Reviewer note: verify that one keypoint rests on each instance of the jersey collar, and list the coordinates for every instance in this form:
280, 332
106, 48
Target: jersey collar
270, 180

# # # # #

▸ Exercise prompt:
Present every line of the items above as a Markdown table with two columns, Row and Line, numbering the rows in order and omitting any blank lines.

▸ Written response:
| Row | Line |
|---|---|
| 1 | Reviewer note: verify that one keypoint rests on each instance of the jersey collar, and list the coordinates for every instance in this form: |
| 2 | 280, 332 |
| 3 | 106, 48 |
| 4 | Target: jersey collar |
| 5 | 270, 180 |